THE EXERCISE ▸ Lay out part of the listing below as a Markdown table with the columns "Row" and "Line". Start with the line that contains "Extract statue's knee" and continue through the line that contains "xmin=283 ymin=242 xmax=342 ymax=280". Give each line its own numbered row and leave out blank lines.

================================

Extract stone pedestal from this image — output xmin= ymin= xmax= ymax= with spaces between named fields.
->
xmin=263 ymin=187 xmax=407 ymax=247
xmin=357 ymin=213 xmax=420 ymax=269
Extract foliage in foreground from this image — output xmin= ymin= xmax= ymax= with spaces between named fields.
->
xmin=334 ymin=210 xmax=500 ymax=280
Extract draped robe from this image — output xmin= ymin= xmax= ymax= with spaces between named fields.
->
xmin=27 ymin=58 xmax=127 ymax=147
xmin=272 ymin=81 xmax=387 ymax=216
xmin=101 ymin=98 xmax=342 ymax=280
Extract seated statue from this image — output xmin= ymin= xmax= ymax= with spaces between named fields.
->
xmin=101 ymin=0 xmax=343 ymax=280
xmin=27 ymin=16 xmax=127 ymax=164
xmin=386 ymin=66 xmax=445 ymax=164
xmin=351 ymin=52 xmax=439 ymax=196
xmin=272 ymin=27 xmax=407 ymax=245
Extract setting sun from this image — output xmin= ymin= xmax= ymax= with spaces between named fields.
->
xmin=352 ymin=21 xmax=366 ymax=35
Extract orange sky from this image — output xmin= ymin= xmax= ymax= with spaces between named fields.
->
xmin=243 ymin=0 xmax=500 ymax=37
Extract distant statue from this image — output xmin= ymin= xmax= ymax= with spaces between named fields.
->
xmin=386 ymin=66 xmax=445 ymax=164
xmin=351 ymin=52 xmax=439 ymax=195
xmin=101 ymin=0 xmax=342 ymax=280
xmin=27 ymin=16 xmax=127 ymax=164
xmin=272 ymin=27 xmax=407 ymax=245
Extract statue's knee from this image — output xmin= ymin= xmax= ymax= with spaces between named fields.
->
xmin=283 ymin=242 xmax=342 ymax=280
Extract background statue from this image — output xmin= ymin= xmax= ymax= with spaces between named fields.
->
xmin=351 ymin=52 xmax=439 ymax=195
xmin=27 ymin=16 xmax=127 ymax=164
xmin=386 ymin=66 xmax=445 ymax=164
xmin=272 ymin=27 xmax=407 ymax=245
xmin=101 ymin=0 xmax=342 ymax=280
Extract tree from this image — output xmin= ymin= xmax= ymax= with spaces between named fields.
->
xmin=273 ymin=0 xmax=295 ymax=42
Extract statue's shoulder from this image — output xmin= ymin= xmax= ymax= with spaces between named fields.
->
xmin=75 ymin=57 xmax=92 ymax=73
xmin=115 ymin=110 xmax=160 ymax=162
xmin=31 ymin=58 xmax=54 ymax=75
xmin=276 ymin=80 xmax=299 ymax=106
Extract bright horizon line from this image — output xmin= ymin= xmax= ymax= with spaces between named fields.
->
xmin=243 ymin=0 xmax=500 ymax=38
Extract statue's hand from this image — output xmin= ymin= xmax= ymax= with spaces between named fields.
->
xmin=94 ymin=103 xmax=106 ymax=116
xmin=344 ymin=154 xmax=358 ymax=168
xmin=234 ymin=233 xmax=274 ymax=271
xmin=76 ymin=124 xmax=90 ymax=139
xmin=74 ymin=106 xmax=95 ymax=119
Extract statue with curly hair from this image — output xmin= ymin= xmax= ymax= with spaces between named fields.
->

================================

RESULT FOR THIS EXERCISE ▸
| Row | Line |
|---|---|
| 1 | Extract statue's knee from this image — output xmin= ymin= xmax= ymax= with spaces between named fields. |
| 2 | -> |
| 3 | xmin=283 ymin=242 xmax=342 ymax=280 |